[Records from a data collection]
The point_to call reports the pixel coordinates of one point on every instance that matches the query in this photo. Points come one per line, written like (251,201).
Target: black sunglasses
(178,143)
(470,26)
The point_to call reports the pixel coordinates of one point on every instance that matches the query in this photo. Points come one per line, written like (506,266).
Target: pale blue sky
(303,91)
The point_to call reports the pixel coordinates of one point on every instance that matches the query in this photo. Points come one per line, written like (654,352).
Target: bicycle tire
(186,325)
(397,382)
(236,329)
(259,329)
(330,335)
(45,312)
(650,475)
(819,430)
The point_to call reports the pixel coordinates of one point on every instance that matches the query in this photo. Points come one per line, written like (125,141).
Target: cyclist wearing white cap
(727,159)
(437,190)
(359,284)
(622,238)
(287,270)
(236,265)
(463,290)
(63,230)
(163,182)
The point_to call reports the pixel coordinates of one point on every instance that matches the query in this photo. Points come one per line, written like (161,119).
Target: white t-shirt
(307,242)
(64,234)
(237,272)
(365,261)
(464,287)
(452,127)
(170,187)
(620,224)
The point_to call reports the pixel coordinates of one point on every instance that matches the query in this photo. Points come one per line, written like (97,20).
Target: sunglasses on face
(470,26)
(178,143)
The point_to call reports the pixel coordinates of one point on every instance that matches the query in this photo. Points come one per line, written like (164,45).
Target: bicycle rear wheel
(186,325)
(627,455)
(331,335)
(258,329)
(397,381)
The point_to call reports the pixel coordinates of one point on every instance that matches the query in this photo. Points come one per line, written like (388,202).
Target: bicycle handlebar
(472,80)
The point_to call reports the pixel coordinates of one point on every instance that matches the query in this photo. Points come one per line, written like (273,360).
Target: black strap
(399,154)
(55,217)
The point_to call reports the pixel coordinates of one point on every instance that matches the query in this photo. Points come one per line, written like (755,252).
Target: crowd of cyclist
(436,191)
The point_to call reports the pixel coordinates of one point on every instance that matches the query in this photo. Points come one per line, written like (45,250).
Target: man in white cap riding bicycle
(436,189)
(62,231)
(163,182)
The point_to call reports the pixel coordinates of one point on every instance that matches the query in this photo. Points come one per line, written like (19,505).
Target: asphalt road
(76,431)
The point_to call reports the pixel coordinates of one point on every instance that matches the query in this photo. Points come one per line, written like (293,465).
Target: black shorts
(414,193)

* [To do]
Go through the entries above and reproduce each one exactly.

* [Exercise answer]
The point_to call reports the pixel coordinates of one point on every instance that matches the query in this photo. Points come one per line, written like (251,201).
Target: black sunglasses
(178,143)
(470,26)
The point_to call reports the pixel coordinates of one point on every instance that matches the query in this photo. Points come one per line, written like (506,266).
Target: pale blue sky
(303,91)
The point_to call reports the pixel coordinates of one point on every instance that matches the query in this photo. Points come one per line, written like (654,352).
Target: bicycle tire
(186,325)
(397,382)
(236,329)
(259,329)
(330,335)
(45,312)
(650,475)
(819,430)
The point_to call reports the pixel coordinates of one point on every instance that matches the query in this photo. Points come one per line, written like (125,141).
Target: cyclist wearing white cap
(727,159)
(437,190)
(359,284)
(622,238)
(287,270)
(236,265)
(463,290)
(63,230)
(163,182)
The point_to call reports the pixel coordinates of one point on every instance that matches the query in this photo. Points come one per line, written like (161,119).
Target: white t-shirt
(307,242)
(64,234)
(237,272)
(365,261)
(464,287)
(452,127)
(170,187)
(620,224)
The point_to call reports the pixel coordinates of one point on every instance that matches the query in this photo. Points come one per line, written like (97,20).
Target: sunglasses on face
(470,26)
(178,143)
The point_to call reports the pixel coordinates of one point on every instance that matches the query in this photo. Points come one per line, written like (164,45).
Target: bicycle rear wheel
(186,325)
(627,455)
(331,335)
(258,329)
(397,381)
The point_to call reports the pixel coordinates of one point on every instance that matches the query in this photo. Points come one per line, written like (388,202).
Target: bicycle handlebar
(472,80)
The point_to call reports the pixel coordinates of one point on every instance that matches the query in this photo. Points come one per line, written like (273,360).
Target: black strap
(399,154)
(55,217)
The point_to call reports the pixel coordinates of one point on every instance that matches the query in this photo. Points come one per line, written like (755,252).
Target: crowd of cyclist
(436,191)
The point_to call reports the pixel coordinates of one point on every instance that matches the query in this photo. Points come one per line, written like (45,250).
Target: man in white cap riding bicycle
(436,189)
(62,231)
(163,182)
The point_to call reports the pixel coordinates of one point on every instance that matches the query in this photo. Points come one per line, written like (19,505).
Target: asphalt road
(76,431)
The point_to call reports the pixel coordinates of one point on every instance that matches the query in this photo. Points come one per line, written like (293,465).
Target: black shorts
(414,193)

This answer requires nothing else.